Records from a point labeling set

□ □ □

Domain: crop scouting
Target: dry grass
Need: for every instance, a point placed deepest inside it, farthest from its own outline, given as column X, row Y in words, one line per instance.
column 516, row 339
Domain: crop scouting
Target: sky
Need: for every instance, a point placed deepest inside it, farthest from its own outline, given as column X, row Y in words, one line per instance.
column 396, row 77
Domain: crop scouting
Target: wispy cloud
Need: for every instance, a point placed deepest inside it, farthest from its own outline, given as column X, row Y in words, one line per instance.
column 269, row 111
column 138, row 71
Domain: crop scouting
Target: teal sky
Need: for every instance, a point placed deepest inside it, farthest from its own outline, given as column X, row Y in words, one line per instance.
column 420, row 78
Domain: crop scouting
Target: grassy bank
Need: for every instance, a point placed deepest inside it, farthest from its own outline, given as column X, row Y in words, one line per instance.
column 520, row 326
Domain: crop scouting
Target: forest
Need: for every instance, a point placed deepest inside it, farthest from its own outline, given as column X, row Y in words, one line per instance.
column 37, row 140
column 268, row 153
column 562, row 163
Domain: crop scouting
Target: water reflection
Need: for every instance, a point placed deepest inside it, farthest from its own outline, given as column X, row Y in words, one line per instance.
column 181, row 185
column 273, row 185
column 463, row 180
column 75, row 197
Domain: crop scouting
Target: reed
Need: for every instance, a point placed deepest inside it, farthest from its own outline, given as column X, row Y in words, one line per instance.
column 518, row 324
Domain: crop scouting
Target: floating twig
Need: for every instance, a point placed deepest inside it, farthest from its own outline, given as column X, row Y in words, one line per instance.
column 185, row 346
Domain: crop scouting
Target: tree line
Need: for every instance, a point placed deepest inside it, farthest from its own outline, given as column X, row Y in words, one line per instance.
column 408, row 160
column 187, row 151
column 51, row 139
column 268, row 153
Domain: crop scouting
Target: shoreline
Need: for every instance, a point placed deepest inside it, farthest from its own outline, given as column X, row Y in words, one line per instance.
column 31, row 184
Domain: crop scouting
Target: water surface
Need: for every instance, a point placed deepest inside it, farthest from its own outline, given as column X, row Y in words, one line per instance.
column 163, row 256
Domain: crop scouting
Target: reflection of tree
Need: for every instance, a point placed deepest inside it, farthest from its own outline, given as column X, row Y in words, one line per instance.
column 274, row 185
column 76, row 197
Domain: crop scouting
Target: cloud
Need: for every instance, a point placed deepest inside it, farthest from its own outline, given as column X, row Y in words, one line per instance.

□ □ □

## EXERCISE OBJECTIVE
Copy out the rows without any changes, from the start of the rows through the line containing "column 562, row 163", including both ends.

## WRITTEN RESPONSE
Domain: crop scouting
Target: dry grass
Need: for every instance, a point placed deepest inside it, farthest from its own outline, given as column X, row Y in words, one line per instance.
column 516, row 339
Domain: crop scouting
Target: sky
Need: for every instance, a point placed deepest inside it, farthest from its own outline, given as column X, row Y in words, one line per instance.
column 396, row 77
Domain: crop scouting
Target: wispy cloud
Need: for every instance, a point placed deepest inside it, farthest from its own outline, given as column X, row Y in words, one line per instance.
column 269, row 111
column 138, row 71
Domain: crop scouting
Target: teal sky
Need: for every instance, a point placed deepest inside it, farthest from its own outline, given as column X, row Y in words, one line per instance.
column 420, row 78
Domain: crop scouting
Target: grassy bank
Need: for every instance, a point placed deepest inside it, farthest from its own outline, given as column X, row Y in words, one line per instance.
column 520, row 326
Domain: crop scouting
Target: forest
Need: for every instance, a point placed deepest inside it, farthest from its own outline, given as column X, row Y in words, one line per instance.
column 37, row 140
column 268, row 153
column 562, row 163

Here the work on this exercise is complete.